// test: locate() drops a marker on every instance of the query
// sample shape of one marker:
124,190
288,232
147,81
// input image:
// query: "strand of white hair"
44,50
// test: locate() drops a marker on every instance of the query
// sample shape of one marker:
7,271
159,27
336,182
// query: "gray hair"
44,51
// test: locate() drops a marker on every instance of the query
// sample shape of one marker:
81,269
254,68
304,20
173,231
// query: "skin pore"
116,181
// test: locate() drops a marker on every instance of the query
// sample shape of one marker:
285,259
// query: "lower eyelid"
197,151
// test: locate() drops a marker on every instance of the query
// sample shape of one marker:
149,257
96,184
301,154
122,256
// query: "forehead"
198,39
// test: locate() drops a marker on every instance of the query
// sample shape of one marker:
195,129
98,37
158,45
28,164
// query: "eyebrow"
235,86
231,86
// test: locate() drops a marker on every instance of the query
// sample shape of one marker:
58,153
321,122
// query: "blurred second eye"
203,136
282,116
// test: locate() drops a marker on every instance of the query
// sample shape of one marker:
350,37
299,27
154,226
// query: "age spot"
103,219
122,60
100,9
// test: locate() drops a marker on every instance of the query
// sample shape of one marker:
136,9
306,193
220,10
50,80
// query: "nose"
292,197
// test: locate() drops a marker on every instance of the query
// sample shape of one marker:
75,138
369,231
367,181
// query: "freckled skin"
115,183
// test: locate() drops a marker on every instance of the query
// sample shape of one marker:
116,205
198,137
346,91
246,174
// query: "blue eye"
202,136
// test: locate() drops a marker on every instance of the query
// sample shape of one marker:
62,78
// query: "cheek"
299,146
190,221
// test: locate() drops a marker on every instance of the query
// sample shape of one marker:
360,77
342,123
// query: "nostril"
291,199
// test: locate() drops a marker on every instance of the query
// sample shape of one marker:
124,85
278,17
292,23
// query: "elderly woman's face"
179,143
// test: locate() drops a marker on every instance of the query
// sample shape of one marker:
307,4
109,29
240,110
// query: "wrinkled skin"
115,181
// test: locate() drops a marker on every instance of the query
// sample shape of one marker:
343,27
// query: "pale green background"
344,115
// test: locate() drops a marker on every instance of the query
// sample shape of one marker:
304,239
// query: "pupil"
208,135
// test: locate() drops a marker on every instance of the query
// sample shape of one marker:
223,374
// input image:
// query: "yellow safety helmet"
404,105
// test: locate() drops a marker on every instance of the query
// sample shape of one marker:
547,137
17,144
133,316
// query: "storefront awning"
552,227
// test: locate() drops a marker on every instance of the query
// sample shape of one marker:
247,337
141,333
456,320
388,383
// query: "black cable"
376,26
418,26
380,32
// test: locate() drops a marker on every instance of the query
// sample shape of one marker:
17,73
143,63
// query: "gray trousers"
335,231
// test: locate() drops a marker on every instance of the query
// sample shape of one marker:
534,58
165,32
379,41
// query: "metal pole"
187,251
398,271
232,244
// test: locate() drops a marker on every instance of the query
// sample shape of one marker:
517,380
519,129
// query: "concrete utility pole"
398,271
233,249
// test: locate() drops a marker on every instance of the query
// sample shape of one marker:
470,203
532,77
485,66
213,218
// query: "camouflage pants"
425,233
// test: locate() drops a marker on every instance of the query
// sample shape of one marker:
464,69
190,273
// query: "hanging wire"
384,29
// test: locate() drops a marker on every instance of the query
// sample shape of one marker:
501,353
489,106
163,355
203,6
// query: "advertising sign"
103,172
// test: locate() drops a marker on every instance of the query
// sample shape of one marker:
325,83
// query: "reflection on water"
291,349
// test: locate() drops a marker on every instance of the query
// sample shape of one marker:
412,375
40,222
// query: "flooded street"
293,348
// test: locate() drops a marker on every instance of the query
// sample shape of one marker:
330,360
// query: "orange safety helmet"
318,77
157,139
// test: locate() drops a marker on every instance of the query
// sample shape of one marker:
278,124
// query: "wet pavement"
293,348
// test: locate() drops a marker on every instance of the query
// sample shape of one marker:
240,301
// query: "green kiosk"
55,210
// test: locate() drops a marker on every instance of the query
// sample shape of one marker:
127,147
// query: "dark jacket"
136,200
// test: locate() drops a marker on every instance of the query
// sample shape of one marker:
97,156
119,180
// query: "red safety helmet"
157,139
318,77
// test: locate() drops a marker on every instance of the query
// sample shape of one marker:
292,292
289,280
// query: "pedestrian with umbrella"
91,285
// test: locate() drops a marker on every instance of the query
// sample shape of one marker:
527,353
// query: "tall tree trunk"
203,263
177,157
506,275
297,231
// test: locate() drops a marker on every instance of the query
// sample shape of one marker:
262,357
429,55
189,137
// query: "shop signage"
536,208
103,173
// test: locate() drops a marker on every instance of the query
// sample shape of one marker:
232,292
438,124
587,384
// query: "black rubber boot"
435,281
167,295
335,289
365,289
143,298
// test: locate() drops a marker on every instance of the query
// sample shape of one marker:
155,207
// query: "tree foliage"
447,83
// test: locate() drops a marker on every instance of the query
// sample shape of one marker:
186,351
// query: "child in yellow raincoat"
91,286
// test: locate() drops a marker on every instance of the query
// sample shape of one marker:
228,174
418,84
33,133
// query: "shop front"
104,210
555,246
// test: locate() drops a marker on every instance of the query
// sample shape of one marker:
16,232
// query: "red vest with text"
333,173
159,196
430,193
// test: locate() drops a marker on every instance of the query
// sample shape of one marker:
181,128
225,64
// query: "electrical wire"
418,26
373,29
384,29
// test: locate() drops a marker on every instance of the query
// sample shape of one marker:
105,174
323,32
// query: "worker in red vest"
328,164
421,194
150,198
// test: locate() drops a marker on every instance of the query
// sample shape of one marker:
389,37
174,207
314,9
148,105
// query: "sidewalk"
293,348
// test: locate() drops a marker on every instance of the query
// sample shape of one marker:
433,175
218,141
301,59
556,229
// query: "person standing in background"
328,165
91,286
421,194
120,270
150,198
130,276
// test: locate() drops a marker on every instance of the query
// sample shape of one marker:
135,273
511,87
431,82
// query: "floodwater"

___

→ Your task: Print out the entire listing above without any change.

→ Solution to the problem:
// test: locate() drops a marker on every instance of the query
// sample shape of one marker:
124,190
288,232
147,81
// input image:
// query: "strand of white hair"
44,50
// test: locate() drops a marker on every instance of the query
// sample shape of one marker:
7,271
159,27
336,182
// query: "gray hair"
44,51
// test: locate() drops a marker on every instance of the query
// sample shape of one marker:
81,269
254,68
304,20
173,231
// query: "skin pore"
116,181
// test: locate() drops a marker on every instance of the query
// sample shape of one marker:
285,259
// query: "lower eyelid"
197,151
// test: locate() drops a marker on every instance of the query
// sample shape of one marker:
149,257
96,184
301,154
122,256
// query: "forehead"
198,39
// test: locate() drops a marker on every instance of the query
// sample shape of one marker:
195,129
98,37
158,45
28,164
// query: "eyebrow"
235,86
231,86
// test: locate() drops a marker on every instance of the query
// sample shape of one marker:
58,153
321,122
// query: "blurred second eye"
203,136
282,116
// test: locate() drops a marker on every instance of the query
// sample shape of one marker:
350,37
299,27
154,226
// query: "age spot"
103,219
122,60
100,9
// test: locate() drops a marker on every instance of the query
// sample shape of one marker:
136,9
306,193
220,10
50,80
// query: "nose"
292,197
// test: locate() drops a marker on every instance of the query
// sample shape of one marker:
75,138
369,231
367,181
// query: "freckled skin"
115,183
// test: locate() drops a marker on every instance of the query
// sample shape of one marker:
116,205
198,137
346,91
246,174
// query: "blue eye"
202,136
// test: locate() drops a marker on every instance of the query
// sample shape of one marker:
62,78
// query: "cheek"
299,146
190,221
// test: locate() drops a marker on every instance of the query
// sample shape of one marker:
360,77
342,123
// query: "nostril"
291,199
// test: locate() drops a marker on every instance of the query
// sample shape of one marker:
124,85
278,17
292,23
// query: "elderly woman's face"
179,143
// test: locate() drops a marker on every instance of the query
// sample shape of one marker:
307,4
109,29
240,110
// query: "wrinkled skin"
115,181
// test: locate() drops a marker on every instance of the query
// sample shape of one marker:
343,27
// query: "pale green background"
344,115
// test: locate() drops a marker on every instance of the query
// sample shape of one marker:
304,239
// query: "pupil"
208,135
// test: locate() drops a marker on every instance of the query
// sample shape of one marker:
223,374
// input image:
// query: "yellow safety helmet"
404,105
// test: locate() drops a marker on every instance of the query
// sample shape of one marker:
547,137
17,144
133,316
// query: "storefront awning"
552,227
// test: locate() drops a marker on every instance of the query
// sample shape of one marker:
247,337
141,333
456,320
388,383
// query: "black cable"
376,26
418,26
380,32
// test: locate() drops a marker on every instance of the query
// sample shape of one marker:
17,73
143,63
// query: "gray trousers"
335,231
// test: locate() drops a marker on every instance of the query
// sample shape of one marker:
534,58
165,32
379,41
// query: "metal pole"
187,251
398,271
232,244
// test: locate() drops a marker on every instance of the query
// sample shape of one marker:
517,380
519,129
// query: "concrete utility pole"
398,271
233,249
// test: locate() drops a marker on every instance of the query
// sample shape of one marker:
470,203
532,77
485,66
213,218
// query: "camouflage pants"
425,233
// test: locate() drops a marker on every instance of the query
// sample shape of one marker:
464,69
190,273
// query: "hanging wire"
384,29
// test: locate() drops a marker on every instance of the query
// sample shape of one marker:
501,353
489,106
163,355
203,6
// query: "advertising sign"
103,172
// test: locate() drops a marker on every instance of the query
// sample shape of one marker:
325,83
// query: "reflection on water"
291,349
// test: locate() drops a marker on every instance of the query
// sample shape of one marker:
412,375
40,222
// query: "flooded street"
293,348
// test: locate() drops a marker on every instance of the query
// sample shape of one marker:
330,360
// query: "orange safety helmet"
318,77
157,139
// test: locate() drops a marker on every instance of the query
// sample shape of one marker:
278,124
// query: "wet pavement"
293,348
// test: locate() drops a marker on every instance of the query
// sample shape of one marker:
240,301
// query: "green kiosk"
55,210
// test: locate() drops a marker on every instance of the query
// sample shape of one marker:
127,147
// query: "dark jacket"
136,200
// test: locate() drops a marker on every instance of the query
// sample shape of one marker:
97,156
119,180
// query: "red safety helmet"
157,139
318,77
// test: locate() drops a marker on every instance of the query
// sample shape of one marker:
292,292
289,280
// query: "pedestrian with umbrella"
91,285
// test: locate() drops a marker on every instance of the query
// sample shape of one marker:
527,353
// query: "tall tree trunk"
203,263
177,157
506,275
297,231
// test: locate() drops a marker on every instance of the query
// sample shape of one marker:
262,357
429,55
189,137
// query: "shop signage"
536,208
103,173
// test: locate() drops a marker on every instance of the query
// sample shape of one marker:
232,292
438,124
587,384
// query: "black rubber boot"
435,281
167,295
335,289
365,289
143,298
// test: locate() drops a marker on every instance of the query
// sample shape of one marker:
155,207
// query: "tree foliage"
447,83
// test: locate() drops a marker on every instance of the query
// sample shape of one marker:
186,351
// query: "child in yellow raincoat"
91,286
// test: locate() drops a marker on every instance of the query
// sample shape of one marker:
228,174
418,84
33,133
// query: "shop front"
104,210
555,246
// test: locate() drops a marker on every instance of the query
// sample shape of one marker:
16,232
// query: "red vest with text"
333,173
159,196
430,193
// test: locate() drops a marker on every instance of the query
// sample shape of one marker:
181,128
225,64
// query: "electrical wire"
418,26
373,29
384,29
// test: locate() drops a marker on every instance of the query
// sample shape of one marker:
105,174
323,32
// query: "worker in red vest"
328,164
421,194
150,198
// test: locate() drops a marker on every instance of the query
// sample shape of one marker:
389,37
174,207
314,9
148,105
// query: "sidewalk"
293,348
// test: locate() drops a marker on every instance of the query
// sample shape of one marker:
433,175
218,141
301,59
556,229
// query: "person standing in background"
328,165
91,286
421,194
120,270
150,198
130,276
// test: locate() drops a marker on every instance of the query
// sample shape of one marker:
135,273
511,87
431,82
// query: "floodwater"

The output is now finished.